Return these lines of the data word for word, starting at the line that contains "Reviewer note: confirm that each instance of the backpack" and ending with the last line of the data, both included.
— begin Data to process —
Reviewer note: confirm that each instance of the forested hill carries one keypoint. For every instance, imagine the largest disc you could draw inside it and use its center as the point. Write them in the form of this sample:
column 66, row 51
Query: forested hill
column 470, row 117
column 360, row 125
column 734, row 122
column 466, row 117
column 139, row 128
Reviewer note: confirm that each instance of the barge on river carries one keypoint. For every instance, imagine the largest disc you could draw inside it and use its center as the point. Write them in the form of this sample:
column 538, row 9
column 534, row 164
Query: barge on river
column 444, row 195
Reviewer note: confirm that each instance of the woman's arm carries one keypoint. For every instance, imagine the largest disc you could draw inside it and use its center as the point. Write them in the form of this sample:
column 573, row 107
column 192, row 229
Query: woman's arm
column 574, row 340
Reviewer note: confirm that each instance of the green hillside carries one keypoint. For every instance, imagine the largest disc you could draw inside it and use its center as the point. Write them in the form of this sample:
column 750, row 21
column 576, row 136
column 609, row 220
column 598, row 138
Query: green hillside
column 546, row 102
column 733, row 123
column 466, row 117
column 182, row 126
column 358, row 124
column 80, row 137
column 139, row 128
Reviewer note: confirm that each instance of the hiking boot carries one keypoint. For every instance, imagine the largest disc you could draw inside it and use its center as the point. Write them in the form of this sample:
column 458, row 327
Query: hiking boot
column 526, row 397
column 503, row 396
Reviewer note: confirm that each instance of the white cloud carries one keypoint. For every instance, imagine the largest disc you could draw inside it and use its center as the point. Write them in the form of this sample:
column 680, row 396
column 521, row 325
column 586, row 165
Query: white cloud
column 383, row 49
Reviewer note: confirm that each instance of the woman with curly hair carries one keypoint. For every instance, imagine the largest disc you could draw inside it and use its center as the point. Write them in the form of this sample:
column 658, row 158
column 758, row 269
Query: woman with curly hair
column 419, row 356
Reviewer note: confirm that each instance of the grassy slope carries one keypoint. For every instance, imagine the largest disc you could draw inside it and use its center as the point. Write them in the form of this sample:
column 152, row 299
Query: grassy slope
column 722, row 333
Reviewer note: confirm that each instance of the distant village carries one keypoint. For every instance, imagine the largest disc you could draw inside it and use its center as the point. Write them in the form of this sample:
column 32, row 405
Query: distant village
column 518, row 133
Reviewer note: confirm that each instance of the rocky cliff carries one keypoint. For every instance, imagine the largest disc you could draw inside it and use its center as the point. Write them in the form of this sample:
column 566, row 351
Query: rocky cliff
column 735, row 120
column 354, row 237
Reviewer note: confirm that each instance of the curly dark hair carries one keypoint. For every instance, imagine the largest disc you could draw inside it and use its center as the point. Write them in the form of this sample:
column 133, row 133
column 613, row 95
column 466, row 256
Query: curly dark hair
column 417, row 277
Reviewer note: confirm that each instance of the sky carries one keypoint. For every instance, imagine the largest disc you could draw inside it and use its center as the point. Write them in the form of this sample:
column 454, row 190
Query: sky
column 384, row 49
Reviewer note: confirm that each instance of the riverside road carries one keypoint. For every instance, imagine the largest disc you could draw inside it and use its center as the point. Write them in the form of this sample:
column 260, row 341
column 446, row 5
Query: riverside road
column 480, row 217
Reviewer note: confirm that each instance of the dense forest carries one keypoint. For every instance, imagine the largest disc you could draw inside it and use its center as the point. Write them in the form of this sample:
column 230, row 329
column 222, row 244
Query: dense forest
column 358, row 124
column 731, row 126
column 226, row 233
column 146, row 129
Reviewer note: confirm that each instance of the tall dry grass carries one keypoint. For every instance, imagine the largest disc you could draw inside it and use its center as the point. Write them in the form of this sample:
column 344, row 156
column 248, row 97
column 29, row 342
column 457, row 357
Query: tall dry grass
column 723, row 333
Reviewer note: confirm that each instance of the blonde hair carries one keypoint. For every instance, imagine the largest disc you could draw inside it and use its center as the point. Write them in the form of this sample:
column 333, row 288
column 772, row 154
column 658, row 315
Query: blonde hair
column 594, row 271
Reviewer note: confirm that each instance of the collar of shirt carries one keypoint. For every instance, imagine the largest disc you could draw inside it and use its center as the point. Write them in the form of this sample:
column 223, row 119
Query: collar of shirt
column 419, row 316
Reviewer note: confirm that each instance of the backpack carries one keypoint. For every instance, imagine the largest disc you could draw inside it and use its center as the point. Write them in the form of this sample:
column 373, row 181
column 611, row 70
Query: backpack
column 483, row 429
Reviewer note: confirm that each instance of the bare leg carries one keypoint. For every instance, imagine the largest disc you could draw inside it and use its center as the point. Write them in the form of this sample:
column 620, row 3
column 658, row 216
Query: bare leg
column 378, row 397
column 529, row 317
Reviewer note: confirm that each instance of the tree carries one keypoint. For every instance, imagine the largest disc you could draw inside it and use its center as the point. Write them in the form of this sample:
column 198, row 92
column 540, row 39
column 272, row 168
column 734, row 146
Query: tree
— end Data to process —
_Solution_
Reviewer note: confirm that each instance of the backpack carries one keypoint. For every instance, imagine the largest disc you could draw inside it and use its center as the point. Write them in the form of this sample:
column 373, row 181
column 611, row 70
Query: backpack
column 483, row 429
Reviewer note: confirm that each instance of the bare leg carries one keypoint. For every instance, imagine the largest disc you could draw inside it and use its center as the point. Write them in the form of this sample:
column 620, row 3
column 658, row 216
Query: bare leg
column 378, row 397
column 529, row 317
Reviewer note: confirm that each instance of the tree carries one keypoint. For every instance, imagine the largest disc you could draw inside it and use its center as the point. Write them in the form of this sample:
column 198, row 92
column 540, row 39
column 272, row 168
column 734, row 146
Query: tree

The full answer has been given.